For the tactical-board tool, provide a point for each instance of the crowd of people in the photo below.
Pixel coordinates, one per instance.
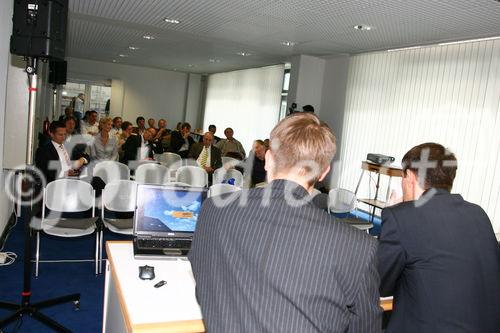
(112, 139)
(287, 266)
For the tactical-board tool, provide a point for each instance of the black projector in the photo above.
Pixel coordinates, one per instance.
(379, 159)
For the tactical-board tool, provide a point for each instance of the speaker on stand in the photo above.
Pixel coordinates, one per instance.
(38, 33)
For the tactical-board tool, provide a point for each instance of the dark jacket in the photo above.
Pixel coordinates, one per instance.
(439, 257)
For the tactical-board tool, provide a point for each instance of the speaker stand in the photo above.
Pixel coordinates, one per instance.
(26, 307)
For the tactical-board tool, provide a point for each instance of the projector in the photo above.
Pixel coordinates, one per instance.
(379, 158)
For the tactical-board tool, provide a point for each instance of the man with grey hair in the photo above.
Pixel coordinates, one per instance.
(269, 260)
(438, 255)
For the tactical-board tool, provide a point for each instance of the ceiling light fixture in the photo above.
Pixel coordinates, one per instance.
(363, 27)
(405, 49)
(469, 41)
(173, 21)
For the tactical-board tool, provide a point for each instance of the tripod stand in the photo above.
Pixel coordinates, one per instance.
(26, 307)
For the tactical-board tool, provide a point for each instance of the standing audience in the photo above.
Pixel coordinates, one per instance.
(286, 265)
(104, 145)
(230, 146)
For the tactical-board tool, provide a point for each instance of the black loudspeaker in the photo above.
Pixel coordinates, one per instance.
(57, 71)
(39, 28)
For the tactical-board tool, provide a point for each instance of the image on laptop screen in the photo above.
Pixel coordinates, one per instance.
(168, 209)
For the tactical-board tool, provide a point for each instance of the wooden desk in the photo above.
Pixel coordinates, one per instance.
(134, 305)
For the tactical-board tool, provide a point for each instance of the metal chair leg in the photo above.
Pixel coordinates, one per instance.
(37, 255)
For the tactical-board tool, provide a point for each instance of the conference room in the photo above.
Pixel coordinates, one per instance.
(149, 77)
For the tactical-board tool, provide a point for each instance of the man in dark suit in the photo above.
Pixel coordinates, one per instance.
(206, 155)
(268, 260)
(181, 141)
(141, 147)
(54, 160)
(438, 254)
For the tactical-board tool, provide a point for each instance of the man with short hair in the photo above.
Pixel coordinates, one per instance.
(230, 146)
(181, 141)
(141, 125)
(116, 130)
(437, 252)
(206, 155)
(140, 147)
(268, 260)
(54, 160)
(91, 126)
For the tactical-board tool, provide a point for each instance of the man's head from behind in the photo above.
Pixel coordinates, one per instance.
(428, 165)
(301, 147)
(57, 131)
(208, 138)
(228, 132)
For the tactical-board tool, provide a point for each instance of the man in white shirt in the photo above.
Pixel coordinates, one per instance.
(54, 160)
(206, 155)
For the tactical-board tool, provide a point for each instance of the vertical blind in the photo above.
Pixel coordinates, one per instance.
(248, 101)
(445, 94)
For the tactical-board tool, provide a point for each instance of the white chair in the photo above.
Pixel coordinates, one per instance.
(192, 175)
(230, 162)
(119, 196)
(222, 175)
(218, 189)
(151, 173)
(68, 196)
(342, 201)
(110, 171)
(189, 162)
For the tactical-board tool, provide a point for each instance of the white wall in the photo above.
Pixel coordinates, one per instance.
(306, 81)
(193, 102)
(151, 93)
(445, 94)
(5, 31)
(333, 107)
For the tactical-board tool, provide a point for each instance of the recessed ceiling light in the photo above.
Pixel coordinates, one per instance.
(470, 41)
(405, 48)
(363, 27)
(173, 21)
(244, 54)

---

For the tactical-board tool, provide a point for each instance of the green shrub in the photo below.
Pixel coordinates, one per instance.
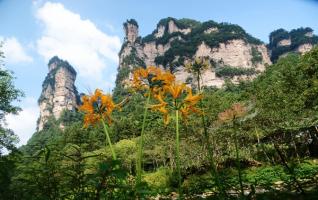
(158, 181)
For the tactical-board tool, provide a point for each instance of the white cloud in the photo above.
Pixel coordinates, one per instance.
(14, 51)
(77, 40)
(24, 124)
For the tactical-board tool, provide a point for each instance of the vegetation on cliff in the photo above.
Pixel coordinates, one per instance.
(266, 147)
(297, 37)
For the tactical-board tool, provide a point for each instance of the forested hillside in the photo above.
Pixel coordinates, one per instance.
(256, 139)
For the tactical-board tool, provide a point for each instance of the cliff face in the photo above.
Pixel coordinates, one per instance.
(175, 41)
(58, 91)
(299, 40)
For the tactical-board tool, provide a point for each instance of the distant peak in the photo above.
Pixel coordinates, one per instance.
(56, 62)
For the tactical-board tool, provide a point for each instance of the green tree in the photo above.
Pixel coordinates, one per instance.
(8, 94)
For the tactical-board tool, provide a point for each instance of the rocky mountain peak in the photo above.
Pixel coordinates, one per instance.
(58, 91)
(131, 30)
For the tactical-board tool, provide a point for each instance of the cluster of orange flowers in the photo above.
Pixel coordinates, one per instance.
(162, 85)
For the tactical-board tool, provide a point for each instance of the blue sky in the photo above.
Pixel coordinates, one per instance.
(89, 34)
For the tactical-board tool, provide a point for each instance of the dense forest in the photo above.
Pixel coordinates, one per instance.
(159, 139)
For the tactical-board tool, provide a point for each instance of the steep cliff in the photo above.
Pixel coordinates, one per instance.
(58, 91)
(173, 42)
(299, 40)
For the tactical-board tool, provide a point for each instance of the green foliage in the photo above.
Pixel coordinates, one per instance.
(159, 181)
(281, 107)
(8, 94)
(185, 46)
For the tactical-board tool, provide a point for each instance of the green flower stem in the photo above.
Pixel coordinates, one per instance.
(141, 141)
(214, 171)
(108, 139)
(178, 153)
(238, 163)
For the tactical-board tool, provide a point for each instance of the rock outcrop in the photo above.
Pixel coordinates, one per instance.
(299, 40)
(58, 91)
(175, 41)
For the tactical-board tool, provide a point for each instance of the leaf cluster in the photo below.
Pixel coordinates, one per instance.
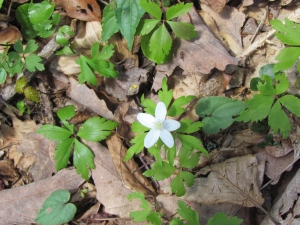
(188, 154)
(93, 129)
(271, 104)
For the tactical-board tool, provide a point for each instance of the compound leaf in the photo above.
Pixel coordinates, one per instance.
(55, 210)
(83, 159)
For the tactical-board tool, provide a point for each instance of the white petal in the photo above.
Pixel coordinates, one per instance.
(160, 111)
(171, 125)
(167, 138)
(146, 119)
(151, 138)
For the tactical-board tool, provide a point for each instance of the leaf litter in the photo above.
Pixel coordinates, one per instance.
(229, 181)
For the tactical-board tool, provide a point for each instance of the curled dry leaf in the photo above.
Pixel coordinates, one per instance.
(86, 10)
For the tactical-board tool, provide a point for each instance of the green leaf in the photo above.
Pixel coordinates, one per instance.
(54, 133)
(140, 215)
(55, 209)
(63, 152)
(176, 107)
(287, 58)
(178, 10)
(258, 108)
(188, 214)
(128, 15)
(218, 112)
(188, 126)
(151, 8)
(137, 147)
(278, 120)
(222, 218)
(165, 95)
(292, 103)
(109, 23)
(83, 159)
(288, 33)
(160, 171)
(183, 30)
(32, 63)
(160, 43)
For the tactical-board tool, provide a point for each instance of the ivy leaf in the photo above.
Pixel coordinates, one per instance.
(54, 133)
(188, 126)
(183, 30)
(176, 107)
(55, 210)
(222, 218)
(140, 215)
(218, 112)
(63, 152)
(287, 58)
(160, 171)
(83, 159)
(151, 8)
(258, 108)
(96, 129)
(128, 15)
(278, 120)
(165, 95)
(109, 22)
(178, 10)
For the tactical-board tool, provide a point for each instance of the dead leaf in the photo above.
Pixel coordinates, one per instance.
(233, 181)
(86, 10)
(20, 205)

TASK STATEMENT:
Which of the rows above contain the string "white" when case is taken into account? Copy out each of those rows in full.

COMPLETE OUTPUT:
For the tactical-board tool, provide a point for each instance of the man in white shirt in the photo above.
For the tactical-board tool, provide a point for each instance of the white chair in the photo above.
For the tactical-board tool, provide a point for each instance of the white wall in the photo above.
For the tactical-board tool, provide a point for each instance of the white cloud in the photo above.
For the tactical-board tool, provide a point for each instance of the white petal in the photo above.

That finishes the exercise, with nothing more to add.